(Dataset entries)
——————————
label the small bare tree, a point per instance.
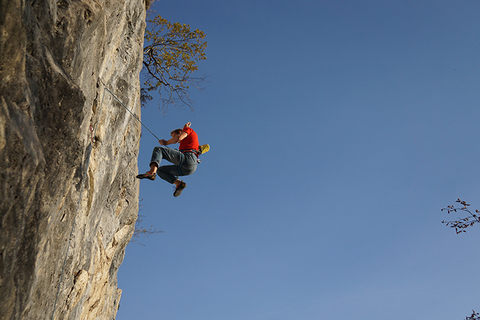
(474, 316)
(170, 57)
(462, 223)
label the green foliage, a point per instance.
(462, 223)
(170, 57)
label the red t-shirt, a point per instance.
(190, 142)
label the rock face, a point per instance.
(68, 200)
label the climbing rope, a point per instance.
(93, 129)
(133, 114)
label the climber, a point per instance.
(184, 160)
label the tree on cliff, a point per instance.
(461, 224)
(170, 56)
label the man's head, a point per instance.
(176, 132)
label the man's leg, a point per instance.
(159, 153)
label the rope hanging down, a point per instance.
(83, 183)
(133, 114)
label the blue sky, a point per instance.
(338, 129)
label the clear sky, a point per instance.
(339, 129)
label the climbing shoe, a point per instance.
(179, 189)
(148, 175)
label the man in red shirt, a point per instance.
(184, 160)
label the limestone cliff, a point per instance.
(55, 56)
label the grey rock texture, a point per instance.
(55, 56)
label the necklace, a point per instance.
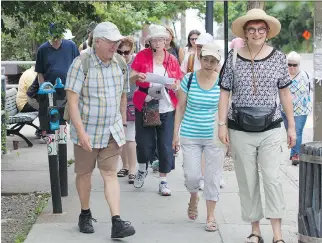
(253, 68)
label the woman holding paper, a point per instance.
(155, 104)
(196, 111)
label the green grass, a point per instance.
(22, 235)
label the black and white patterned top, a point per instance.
(271, 74)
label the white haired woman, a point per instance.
(302, 105)
(155, 105)
(252, 126)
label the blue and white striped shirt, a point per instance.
(199, 117)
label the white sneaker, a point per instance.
(164, 190)
(222, 183)
(201, 184)
(139, 179)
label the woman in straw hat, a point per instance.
(155, 105)
(255, 75)
(198, 102)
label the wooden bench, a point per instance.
(17, 119)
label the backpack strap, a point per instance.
(189, 81)
(121, 62)
(85, 59)
(191, 62)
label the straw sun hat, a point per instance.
(256, 14)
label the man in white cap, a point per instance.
(96, 86)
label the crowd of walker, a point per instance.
(202, 107)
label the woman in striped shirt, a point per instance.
(198, 103)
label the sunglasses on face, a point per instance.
(292, 65)
(125, 53)
(252, 30)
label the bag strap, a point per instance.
(189, 81)
(121, 62)
(85, 58)
(191, 61)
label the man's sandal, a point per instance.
(122, 173)
(260, 239)
(278, 241)
(193, 210)
(211, 226)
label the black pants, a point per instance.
(148, 138)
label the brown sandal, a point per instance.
(211, 226)
(260, 239)
(193, 210)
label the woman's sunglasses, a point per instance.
(125, 53)
(292, 65)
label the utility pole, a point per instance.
(317, 107)
(226, 28)
(210, 17)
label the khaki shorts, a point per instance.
(107, 158)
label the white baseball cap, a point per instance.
(211, 49)
(108, 31)
(204, 38)
(68, 35)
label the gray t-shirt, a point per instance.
(271, 75)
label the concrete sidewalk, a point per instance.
(156, 218)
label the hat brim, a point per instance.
(273, 23)
(161, 35)
(117, 37)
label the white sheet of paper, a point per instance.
(154, 78)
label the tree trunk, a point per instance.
(317, 108)
(183, 33)
(255, 4)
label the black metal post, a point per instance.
(54, 172)
(62, 157)
(226, 27)
(209, 17)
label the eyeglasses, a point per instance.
(117, 43)
(125, 53)
(292, 65)
(252, 30)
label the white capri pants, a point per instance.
(192, 150)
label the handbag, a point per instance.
(130, 111)
(253, 119)
(151, 115)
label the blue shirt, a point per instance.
(199, 117)
(53, 63)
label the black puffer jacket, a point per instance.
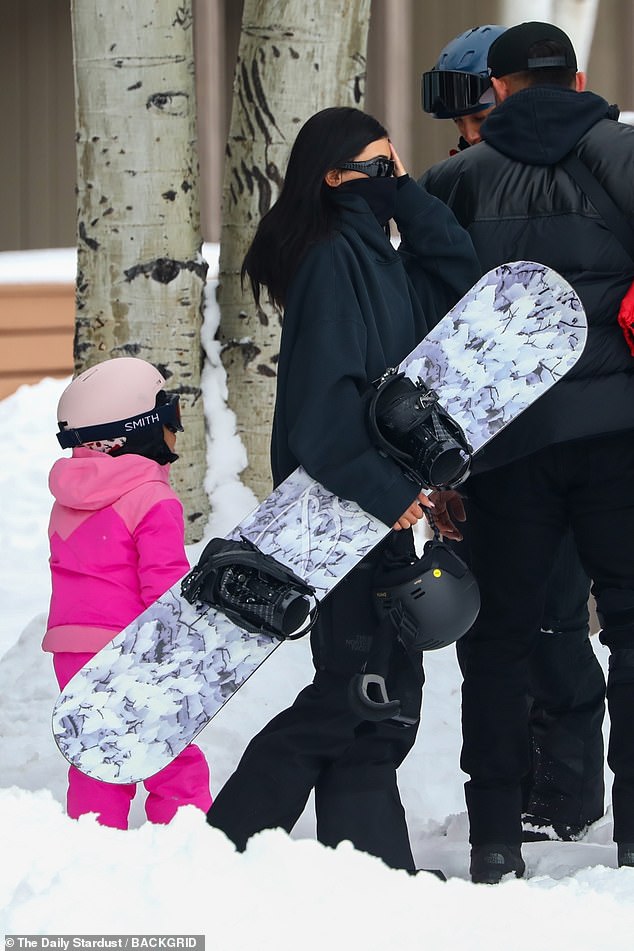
(356, 307)
(518, 203)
——————————
> **Exercise directions**: Reproduce, word for word, the lines from the one containing "label the white sheet" through the final line above. Leave every picture out.

> **Answer box**:
label the white sheet of paper, a point per instance.
(154, 78)
label the tree trunk, a point per instance.
(317, 108)
(183, 33)
(255, 4)
label the black metal post, a point per instance.
(54, 172)
(62, 157)
(226, 27)
(209, 17)
label the eyeglasses, a point per instance.
(117, 43)
(125, 53)
(292, 65)
(252, 30)
label the white capri pants, a point per instance.
(192, 150)
label the handbag, a point per instance.
(130, 111)
(253, 119)
(151, 115)
label the blue shirt, a point per instance.
(199, 117)
(53, 63)
label the black puffer jacket, a point per instance.
(356, 307)
(518, 203)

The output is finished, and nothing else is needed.